▶ **Goal 1**: List each line of the listing that contains the word "cloud". Case counts.

▶ **Provided passage**:

Re your 18K ERC. I think your instinct is correct. I don't think they can charge you an ERC when they repossessed you. The FSA have guidelines on ERC charges and 18K is excessive even if they could get away with charging an ERC.

 

Way forward: first starting point may be to check the ERC rules under the FSA. On the FSA website you will find the MCOB rules (Mortgage Conduct of Business). Check out what the rules are regarding ERCs. If, as I believe, you have been illegally overcharged an ERC, then you can claim credit on your account for the overcharged ERC and don't forget to charge them 3 years compound interest on the overcharge.

 

second is to check your actual contractual terms to establish exactly what the ERC should have been (but see also below for comment on the UCTA).

 

third is to check what the actual court order states. Exactly what monetary judgment did they get against you? e.g., Are they charging you more than the monetary judgment? Strictly speaking, you should only have to satisfy the monetary judgment. If you've paid enough to satisfy the monetary judgement then on what basis are they charging you?

 

What interest rate are they charging you etc. Is it a higher rate than they charge other borrowers. If so, that is against the FSA rules.

 

Also, contractually and legally, they can only charge you reasonable fees when they exercise their power of sale. Thus, get a copy of the statement of fees from when the property was sold and see how much and what exactly all the fees are. Perhaps you need to challenge some of the fees if they were unreasonable.

 

Also, check out some of the other threads on this site where people have recovered ERCs. That will give you an idea of how to go about claiming back your ERC overcharges (and any other overcharges that they may be dumpiing on your account).

▶ **Stored dataset entries**:
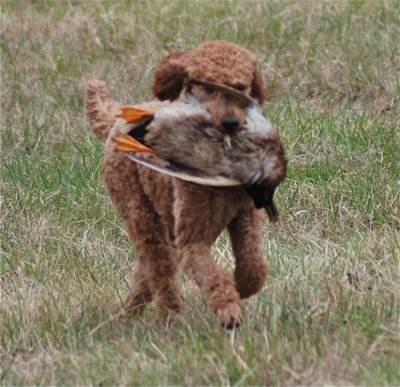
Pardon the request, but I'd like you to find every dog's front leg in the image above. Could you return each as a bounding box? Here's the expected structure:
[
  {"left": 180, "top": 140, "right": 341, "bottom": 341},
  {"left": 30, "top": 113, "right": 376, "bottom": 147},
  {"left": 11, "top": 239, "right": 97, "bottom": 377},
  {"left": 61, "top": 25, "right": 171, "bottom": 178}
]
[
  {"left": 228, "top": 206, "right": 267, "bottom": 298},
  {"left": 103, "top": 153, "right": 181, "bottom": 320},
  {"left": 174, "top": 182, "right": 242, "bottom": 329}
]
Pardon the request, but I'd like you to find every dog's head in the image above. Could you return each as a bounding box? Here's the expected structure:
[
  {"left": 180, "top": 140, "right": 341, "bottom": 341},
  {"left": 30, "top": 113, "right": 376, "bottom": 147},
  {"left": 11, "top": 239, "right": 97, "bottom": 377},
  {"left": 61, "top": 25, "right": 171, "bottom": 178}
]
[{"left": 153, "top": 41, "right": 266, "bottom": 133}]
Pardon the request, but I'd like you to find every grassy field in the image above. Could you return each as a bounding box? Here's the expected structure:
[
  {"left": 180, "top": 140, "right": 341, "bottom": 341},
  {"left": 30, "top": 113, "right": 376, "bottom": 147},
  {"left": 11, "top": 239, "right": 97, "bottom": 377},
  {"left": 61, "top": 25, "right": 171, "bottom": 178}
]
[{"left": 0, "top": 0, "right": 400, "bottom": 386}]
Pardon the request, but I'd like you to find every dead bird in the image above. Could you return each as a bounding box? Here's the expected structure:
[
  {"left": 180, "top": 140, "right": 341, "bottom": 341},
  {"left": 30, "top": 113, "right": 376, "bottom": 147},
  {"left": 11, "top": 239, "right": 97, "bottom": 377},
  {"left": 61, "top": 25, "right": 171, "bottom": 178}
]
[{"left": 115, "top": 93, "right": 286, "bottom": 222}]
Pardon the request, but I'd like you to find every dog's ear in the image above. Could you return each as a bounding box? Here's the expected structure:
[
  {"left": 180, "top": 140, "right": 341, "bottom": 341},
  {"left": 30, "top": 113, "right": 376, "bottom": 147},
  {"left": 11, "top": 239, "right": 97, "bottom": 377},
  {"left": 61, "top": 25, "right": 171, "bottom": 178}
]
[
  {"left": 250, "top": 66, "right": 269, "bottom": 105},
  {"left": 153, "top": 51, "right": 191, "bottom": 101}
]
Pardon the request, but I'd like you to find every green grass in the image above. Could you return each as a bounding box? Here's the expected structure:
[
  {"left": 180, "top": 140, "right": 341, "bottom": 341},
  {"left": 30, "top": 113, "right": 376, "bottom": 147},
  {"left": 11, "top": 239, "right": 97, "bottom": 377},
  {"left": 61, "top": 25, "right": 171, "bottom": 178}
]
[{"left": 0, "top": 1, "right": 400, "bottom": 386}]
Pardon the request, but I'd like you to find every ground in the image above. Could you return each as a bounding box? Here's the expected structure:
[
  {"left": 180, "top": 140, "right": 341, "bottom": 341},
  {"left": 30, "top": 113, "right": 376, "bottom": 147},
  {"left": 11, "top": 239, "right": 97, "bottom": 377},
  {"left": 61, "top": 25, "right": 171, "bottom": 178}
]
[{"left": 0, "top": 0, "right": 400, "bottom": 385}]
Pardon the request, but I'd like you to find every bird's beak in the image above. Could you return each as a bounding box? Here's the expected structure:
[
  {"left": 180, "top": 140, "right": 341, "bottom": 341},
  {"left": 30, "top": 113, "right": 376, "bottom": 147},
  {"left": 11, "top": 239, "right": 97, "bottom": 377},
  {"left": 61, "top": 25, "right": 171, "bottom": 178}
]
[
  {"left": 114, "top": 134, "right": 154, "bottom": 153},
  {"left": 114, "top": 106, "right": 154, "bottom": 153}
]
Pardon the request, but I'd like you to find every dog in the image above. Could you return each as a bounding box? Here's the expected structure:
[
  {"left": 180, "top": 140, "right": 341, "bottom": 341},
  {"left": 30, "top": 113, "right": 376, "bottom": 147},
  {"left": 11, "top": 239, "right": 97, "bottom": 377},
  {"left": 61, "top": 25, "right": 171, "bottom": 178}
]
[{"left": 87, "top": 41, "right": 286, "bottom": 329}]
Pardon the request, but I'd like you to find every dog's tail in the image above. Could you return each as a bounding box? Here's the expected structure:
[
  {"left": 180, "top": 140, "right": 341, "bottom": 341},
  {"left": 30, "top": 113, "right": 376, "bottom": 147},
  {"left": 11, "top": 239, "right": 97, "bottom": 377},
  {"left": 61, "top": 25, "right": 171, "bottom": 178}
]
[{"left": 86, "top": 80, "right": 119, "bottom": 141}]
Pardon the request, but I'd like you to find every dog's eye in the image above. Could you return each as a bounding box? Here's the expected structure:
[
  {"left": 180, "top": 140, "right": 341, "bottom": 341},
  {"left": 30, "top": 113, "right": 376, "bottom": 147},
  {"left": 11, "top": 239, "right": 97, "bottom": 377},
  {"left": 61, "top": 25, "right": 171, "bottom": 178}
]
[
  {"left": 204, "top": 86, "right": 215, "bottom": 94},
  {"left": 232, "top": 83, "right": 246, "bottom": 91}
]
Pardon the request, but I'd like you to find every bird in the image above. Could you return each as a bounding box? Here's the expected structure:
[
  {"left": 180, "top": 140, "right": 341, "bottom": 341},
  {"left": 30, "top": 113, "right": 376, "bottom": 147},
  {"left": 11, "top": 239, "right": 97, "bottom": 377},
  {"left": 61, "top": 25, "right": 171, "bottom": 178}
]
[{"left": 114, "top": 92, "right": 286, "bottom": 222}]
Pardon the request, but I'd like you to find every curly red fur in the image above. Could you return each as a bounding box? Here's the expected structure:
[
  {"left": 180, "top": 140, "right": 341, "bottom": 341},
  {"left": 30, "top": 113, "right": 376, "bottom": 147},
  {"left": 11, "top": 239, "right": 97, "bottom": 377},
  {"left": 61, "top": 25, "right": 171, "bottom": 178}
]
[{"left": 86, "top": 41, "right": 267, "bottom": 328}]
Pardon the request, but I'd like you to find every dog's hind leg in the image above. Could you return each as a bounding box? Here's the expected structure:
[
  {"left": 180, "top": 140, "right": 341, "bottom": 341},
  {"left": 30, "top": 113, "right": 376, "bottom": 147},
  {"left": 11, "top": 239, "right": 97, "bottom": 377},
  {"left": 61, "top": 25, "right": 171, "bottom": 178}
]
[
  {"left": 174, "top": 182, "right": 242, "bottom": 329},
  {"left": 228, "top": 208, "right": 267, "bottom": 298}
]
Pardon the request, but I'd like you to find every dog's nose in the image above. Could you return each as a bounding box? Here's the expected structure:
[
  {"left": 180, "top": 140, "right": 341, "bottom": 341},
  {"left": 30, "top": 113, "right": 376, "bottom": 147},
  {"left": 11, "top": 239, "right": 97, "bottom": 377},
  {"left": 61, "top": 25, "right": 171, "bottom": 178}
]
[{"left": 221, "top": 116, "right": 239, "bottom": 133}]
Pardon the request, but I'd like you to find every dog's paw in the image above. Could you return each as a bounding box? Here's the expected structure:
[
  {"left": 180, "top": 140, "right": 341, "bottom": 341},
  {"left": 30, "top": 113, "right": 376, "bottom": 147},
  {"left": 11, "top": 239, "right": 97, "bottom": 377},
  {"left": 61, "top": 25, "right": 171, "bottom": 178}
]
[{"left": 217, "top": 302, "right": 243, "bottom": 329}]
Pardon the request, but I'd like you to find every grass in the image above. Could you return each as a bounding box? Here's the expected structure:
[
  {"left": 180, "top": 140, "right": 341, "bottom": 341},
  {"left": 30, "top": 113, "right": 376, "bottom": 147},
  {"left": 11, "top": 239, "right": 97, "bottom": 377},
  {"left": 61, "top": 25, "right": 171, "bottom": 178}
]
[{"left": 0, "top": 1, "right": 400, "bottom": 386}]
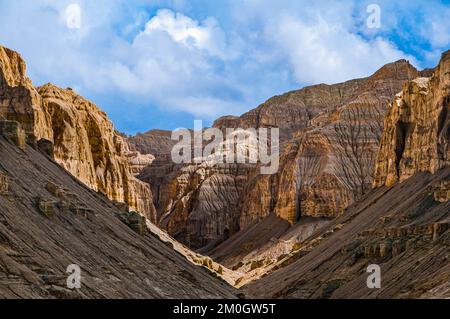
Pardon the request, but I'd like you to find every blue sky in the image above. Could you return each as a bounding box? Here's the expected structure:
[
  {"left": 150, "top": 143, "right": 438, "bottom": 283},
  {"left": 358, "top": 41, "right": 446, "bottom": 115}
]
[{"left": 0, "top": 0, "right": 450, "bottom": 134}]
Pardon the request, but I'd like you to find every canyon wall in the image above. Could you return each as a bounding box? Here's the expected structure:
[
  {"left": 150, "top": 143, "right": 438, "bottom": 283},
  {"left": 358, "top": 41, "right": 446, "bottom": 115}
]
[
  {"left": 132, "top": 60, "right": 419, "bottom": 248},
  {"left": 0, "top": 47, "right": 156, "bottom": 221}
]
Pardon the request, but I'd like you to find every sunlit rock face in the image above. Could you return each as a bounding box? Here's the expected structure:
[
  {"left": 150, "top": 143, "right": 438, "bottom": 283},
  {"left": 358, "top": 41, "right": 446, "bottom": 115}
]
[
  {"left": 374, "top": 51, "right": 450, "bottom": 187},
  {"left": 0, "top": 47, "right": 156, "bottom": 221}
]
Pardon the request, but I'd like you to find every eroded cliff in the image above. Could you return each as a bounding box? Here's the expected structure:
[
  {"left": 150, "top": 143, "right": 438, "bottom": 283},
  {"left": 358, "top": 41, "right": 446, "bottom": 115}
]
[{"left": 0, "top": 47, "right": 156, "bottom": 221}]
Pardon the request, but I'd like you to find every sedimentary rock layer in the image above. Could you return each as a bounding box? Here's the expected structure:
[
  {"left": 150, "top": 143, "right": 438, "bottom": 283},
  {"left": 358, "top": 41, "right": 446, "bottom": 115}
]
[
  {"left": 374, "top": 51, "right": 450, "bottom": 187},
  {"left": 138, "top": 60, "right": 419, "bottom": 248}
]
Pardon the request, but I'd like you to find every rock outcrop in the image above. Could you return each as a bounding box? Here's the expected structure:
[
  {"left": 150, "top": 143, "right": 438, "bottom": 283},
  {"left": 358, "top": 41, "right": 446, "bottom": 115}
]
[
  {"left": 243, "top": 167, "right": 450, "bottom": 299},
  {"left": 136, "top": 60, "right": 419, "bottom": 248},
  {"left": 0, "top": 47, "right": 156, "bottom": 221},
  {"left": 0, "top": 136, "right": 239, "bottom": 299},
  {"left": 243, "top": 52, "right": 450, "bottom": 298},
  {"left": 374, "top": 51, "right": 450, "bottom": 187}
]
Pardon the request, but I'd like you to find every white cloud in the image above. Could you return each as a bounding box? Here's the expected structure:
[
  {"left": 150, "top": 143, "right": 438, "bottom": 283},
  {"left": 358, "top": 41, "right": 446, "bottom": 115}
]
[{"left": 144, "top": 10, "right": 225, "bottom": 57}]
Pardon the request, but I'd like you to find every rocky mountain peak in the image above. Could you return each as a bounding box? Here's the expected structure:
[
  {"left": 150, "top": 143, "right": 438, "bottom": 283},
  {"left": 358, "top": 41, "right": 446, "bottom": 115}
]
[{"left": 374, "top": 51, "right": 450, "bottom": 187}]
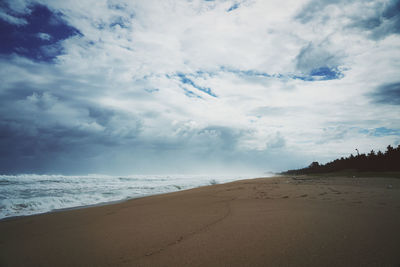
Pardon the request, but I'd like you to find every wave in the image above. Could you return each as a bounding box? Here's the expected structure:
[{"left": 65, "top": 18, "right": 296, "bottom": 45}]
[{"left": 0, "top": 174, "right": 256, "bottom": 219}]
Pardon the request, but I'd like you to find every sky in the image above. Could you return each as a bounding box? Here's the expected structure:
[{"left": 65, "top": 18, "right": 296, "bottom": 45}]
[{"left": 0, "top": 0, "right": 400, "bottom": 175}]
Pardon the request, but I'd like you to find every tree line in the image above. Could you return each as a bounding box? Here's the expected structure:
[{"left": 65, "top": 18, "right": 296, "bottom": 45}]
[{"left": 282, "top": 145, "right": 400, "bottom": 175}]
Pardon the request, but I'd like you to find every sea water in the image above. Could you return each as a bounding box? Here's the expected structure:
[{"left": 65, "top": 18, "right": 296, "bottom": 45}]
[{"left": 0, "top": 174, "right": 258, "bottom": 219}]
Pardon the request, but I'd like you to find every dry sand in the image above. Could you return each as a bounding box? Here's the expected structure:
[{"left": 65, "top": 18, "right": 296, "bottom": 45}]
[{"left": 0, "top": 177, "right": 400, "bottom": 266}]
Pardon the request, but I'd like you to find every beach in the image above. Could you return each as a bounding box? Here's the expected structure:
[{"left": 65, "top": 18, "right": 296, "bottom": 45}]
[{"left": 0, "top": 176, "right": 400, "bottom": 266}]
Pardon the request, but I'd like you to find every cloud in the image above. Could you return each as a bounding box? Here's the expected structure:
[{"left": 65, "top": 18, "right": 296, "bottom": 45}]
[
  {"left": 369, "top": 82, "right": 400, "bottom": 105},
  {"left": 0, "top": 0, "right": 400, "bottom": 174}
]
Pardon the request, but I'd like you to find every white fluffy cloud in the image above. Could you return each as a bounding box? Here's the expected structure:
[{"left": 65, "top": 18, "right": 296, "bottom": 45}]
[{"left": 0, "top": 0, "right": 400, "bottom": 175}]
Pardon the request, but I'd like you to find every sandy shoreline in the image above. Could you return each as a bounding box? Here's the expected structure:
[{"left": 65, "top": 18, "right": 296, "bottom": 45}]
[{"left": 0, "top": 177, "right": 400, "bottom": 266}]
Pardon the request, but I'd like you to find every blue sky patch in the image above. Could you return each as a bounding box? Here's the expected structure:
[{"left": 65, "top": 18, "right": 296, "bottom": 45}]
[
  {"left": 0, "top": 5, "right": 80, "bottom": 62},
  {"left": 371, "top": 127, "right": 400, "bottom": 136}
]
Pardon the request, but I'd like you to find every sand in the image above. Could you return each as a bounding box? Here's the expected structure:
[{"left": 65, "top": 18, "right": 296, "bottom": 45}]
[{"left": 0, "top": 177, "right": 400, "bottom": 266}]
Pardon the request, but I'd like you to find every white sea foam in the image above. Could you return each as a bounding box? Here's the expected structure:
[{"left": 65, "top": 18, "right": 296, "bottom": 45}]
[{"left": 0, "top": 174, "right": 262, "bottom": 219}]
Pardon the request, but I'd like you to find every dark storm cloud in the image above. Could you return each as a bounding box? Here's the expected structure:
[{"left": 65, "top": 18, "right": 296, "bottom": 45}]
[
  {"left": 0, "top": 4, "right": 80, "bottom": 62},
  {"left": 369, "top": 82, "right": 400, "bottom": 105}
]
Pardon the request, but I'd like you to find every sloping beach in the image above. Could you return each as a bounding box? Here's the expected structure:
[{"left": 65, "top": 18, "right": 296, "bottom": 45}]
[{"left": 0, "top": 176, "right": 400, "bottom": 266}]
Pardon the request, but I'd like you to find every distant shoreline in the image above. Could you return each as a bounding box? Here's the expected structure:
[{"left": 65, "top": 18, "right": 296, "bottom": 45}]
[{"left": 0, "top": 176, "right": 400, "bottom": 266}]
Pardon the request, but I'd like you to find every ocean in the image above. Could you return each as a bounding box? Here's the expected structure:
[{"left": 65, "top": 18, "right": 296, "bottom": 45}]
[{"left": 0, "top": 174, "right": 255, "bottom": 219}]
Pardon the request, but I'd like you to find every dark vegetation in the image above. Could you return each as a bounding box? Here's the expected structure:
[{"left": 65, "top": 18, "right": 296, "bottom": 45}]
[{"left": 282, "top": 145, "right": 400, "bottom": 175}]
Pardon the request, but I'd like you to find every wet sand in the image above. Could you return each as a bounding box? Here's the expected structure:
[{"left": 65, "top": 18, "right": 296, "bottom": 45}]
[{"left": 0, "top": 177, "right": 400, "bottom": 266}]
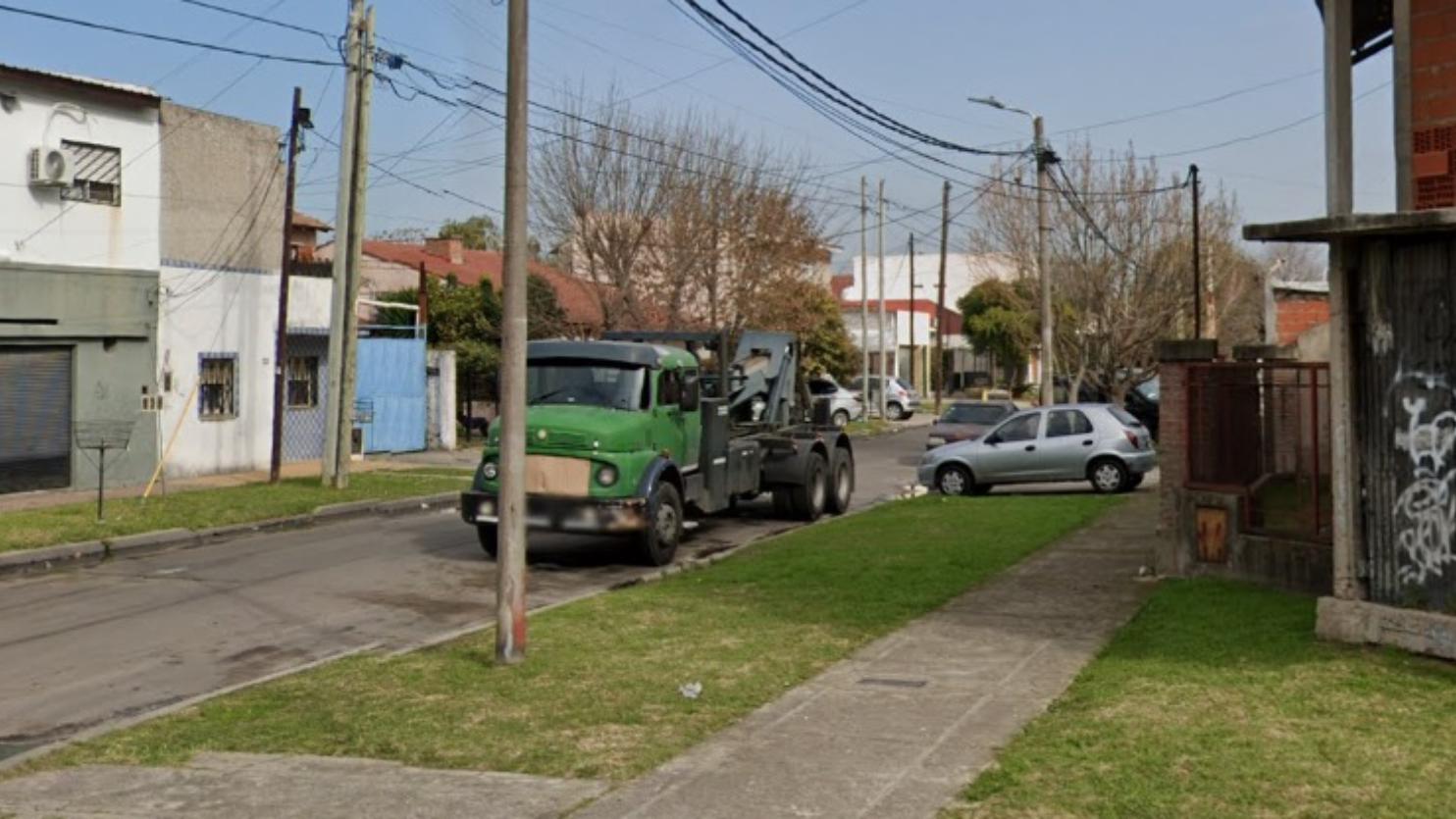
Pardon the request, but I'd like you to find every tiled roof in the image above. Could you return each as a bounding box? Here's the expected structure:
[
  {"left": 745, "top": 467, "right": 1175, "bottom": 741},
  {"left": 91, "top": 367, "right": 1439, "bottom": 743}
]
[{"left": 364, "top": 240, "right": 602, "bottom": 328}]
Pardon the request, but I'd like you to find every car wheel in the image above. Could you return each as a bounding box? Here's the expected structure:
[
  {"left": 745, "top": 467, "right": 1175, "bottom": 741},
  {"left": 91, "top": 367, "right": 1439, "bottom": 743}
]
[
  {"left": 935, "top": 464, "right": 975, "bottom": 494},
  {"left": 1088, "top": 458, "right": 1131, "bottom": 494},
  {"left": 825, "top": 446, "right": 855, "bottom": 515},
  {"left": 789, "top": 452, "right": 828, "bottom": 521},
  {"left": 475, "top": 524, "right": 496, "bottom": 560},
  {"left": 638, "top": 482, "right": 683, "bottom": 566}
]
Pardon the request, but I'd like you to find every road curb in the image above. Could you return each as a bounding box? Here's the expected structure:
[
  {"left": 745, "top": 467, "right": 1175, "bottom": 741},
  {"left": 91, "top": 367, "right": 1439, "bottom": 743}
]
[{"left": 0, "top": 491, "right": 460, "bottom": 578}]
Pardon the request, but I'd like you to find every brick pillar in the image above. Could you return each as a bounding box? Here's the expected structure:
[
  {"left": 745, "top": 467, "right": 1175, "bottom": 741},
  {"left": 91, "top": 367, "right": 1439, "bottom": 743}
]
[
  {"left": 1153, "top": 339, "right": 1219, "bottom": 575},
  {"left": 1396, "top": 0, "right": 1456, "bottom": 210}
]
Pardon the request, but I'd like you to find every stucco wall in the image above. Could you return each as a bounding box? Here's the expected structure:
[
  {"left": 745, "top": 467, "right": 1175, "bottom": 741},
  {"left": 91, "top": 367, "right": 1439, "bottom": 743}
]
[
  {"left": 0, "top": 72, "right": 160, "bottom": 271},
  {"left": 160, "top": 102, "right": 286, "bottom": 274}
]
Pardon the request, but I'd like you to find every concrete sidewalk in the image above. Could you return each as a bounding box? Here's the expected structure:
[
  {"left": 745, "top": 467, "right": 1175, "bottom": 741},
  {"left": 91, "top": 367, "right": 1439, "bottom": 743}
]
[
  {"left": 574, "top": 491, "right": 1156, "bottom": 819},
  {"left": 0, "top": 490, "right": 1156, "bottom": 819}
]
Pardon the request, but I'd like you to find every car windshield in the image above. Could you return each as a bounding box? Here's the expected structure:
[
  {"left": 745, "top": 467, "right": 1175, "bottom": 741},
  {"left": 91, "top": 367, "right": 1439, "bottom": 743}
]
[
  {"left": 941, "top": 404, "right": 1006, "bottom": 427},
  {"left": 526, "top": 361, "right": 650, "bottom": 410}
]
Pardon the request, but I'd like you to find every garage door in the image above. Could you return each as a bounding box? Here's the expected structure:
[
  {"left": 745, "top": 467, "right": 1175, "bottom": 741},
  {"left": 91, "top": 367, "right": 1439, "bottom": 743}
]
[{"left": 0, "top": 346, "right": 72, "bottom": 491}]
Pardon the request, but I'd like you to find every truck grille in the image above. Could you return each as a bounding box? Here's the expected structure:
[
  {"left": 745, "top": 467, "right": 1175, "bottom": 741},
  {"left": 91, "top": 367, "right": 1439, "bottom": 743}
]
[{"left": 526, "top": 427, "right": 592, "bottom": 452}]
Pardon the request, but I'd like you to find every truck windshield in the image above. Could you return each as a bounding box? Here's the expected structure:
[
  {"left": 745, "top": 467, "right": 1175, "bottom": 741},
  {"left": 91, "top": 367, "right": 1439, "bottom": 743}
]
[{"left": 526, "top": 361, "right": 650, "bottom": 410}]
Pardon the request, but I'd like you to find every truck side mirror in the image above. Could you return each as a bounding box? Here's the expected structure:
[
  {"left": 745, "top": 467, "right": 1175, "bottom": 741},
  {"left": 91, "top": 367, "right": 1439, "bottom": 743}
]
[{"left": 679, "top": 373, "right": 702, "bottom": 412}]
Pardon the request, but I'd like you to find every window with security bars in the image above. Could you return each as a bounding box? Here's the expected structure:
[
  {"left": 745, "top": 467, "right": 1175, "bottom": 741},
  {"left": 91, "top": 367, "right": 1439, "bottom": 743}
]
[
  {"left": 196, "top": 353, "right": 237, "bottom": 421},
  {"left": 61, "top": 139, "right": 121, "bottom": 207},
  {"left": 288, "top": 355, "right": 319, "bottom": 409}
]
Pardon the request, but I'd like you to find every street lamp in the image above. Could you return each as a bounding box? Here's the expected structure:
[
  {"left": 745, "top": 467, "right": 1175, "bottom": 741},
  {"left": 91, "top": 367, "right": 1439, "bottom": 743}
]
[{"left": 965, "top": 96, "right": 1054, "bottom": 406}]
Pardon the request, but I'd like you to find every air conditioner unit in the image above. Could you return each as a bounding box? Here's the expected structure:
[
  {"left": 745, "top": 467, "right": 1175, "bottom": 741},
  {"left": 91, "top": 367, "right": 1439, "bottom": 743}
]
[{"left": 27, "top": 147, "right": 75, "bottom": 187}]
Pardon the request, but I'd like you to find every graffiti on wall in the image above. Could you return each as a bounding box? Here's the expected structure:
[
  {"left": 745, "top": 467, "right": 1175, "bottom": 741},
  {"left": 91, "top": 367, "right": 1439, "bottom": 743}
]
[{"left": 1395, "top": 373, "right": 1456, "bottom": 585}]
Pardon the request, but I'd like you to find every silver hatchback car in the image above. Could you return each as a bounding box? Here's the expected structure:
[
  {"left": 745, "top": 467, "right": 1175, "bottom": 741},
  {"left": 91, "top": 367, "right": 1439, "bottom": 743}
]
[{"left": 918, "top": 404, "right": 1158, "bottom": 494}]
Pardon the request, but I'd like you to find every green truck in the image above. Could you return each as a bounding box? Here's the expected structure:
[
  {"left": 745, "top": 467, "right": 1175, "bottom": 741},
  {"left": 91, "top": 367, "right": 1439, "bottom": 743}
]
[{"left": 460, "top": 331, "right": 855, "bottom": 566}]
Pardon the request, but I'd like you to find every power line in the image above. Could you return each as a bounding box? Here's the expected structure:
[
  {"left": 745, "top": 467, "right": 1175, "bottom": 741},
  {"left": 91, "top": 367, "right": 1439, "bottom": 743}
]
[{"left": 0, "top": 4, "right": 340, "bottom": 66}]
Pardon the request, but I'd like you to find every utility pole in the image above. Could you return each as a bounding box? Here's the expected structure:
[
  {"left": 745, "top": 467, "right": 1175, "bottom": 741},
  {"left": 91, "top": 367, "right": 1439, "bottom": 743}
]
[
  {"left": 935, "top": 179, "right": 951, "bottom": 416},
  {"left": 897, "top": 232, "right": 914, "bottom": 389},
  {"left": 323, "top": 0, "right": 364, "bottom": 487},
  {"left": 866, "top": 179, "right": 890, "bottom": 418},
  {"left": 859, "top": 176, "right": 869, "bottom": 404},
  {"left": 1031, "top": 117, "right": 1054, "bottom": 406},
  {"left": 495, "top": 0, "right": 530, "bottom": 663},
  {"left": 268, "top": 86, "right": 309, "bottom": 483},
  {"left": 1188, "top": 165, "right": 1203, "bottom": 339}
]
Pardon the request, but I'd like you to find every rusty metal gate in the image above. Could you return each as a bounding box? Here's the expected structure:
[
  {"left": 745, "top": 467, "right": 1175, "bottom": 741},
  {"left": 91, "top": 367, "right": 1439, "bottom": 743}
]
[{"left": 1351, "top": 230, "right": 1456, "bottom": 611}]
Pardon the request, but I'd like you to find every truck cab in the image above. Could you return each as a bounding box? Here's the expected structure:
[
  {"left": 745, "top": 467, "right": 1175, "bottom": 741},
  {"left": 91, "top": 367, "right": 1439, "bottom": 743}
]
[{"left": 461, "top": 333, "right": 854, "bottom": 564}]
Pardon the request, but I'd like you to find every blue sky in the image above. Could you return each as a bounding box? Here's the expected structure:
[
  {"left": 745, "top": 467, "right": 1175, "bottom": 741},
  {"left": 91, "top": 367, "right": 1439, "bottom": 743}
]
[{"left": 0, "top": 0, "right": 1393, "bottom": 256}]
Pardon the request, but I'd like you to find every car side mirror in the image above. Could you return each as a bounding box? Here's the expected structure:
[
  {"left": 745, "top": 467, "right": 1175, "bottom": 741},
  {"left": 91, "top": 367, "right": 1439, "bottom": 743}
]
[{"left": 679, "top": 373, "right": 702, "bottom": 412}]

▶ **Goal 2**: Please reproduce, word for word, everything in the post on early repayment charges from "What interest rate" down to "on your account).".

▶ **Written reply 1**:
Pardon the request, but I'd like you to find every white cloud in the image above. Could you return each as a bounding box? Here's the expected structure:
Pardon the request, but I'd like you to find every cloud in the image above. Could you return each as a bounding box? Here's the expected structure:
Pardon the request, but I'd like you to find every white fluffy cloud in the image above. Could you return each as a bounding box? Here's the expected structure:
Pardon the request, but I'd like you to find every dark storm cloud in the image above. Could you return each as a bounding box? Here's the expected structure:

▶ **Written reply 2**:
What interest rate are they charging you etc. Is it a higher rate than they charge other borrowers. If so, that is against the FSA rules.

 

Also, contractually and legally, they can only charge you reasonable fees when they exercise their power of sale. Thus, get a copy of the statement of fees from when the property was sold and see how much and what exactly all the fees are. Perhaps you need to challenge some of the fees if they were unreasonable.

 

Also, check out some of the other threads on this site where people have recovered ERCs. That will give you an idea of how to go about claiming back your ERC overcharges (and any other overcharges that they may be dumpiing on your account).